Selected excerpt:
The wish lists, stripped of identifying information, are then turned over to eager sponsors just after Thanksgiving. Sponsors are asked to deliver wrapped gifts to the Healdsburg Boys and Girls Club gymnasium on the morning of December 15. Families enrolled in the program later pick up their presents at the same location. (In order to protect the privacy of the families, sponsors are not allowed to attend).

Presents await pickup at the Healdsburg Boys & Girls Club in 2017. (Courtesy photo)

“It’s incredibly emotional to be here when the families arrive,” said DeCoss. “Many of the kids don’t expect presents at Christmas, and they get so excited to see that they’re actually getting some.”

Other than keeping it anonymous, there are few rules to the program. Organizers put no limit on the amount sponsors should spend, and they are welcome to purchase additional gifts that aren’t cited on the lists. Every child who asks for a bike receives one from Rotary—all come with helmets donated by the Healdsburg Police Officers’ Association. A local Cub Scout pack sponsors a few families, and the City of Healdsburg and the Healdsburg Police Department get involved, too.

Healdsburg residents Mike and Gail Fairchild have participated in the “Presents Project” every year since 2014. This year, they purchased gifts for a family of three. Items on their shopping list included clothes, comforters, toiletries, and toys.

Mike says the act of shopping for their “adopted” family gets him and his wife into the holiday spirit. Gail agrees, noting that the couple likes to involve their granddaughter in the process.

“Even though our granddaughter doesn’t know the people who ultimately receive the presents, she loves the whole experience of getting presents and knowing that somebody, somewhere is going to open them and be pleased,” said Gail. “More than anything else, that’s what the holiday spirit is all about.”

Supplied records:
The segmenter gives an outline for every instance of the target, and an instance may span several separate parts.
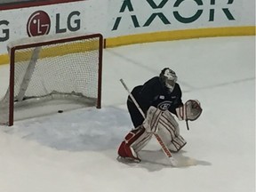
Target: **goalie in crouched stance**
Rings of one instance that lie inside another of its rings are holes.
[[[202,113],[197,100],[188,100],[183,104],[182,92],[177,76],[169,68],[164,68],[159,76],[155,76],[143,85],[133,88],[132,95],[146,115],[139,111],[129,96],[127,108],[135,129],[124,138],[118,148],[120,157],[140,161],[138,152],[157,133],[171,152],[178,152],[187,143],[180,135],[179,120],[196,120]]]

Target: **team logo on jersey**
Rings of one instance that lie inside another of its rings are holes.
[[[160,110],[167,110],[171,105],[172,105],[172,101],[166,100],[166,101],[159,103],[157,105],[157,108],[159,108]]]
[[[160,99],[160,100],[164,100],[164,95],[160,95],[160,96],[159,96],[159,99]]]

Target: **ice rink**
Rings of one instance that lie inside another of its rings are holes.
[[[140,164],[116,161],[132,129],[127,92],[169,67],[183,101],[203,114],[179,122],[188,144],[172,167],[152,139]],[[0,67],[0,95],[8,84]],[[1,192],[254,192],[255,36],[133,44],[104,50],[102,108],[82,108],[0,126]]]

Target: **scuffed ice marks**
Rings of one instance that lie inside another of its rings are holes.
[[[84,108],[16,122],[6,132],[59,150],[107,150],[131,129],[128,116],[116,108]]]

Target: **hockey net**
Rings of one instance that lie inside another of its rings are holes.
[[[42,107],[53,100],[100,108],[100,34],[29,37],[12,42],[7,48],[10,83],[0,100],[0,124],[12,125],[18,111],[28,115],[21,118],[29,118],[33,105],[41,107],[37,111],[43,115],[52,113]]]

Work to do:
a - In the Presents Project article, who donates the helmets that come with the bikes?
b - Echo the part of the Presents Project article that begins at the words "Presents await pickup" and stops after "get involved, too.".
None of the items are needed here.

Solutions to each task:
a - The Healdsburg Police Officers' Association donates them.

b -
Presents await pickup at the Healdsburg Boys & Girls Club in 2017. (Courtesy photo)

“It’s incredibly emotional to be here when the families arrive,” said DeCoss. “Many of the kids don’t expect presents at Christmas, and they get so excited to see that they’re actually getting some.”

Other than keeping it anonymous, there are few rules to the program. Organizers put no limit on the amount sponsors should spend, and they are welcome to purchase additional gifts that aren’t cited on the lists. Every child who asks for a bike receives one from Rotary—all come with helmets donated by the Healdsburg Police Officers’ Association. A local Cub Scout pack sponsors a few families, and the City of Healdsburg and the Healdsburg Police Department get involved, too.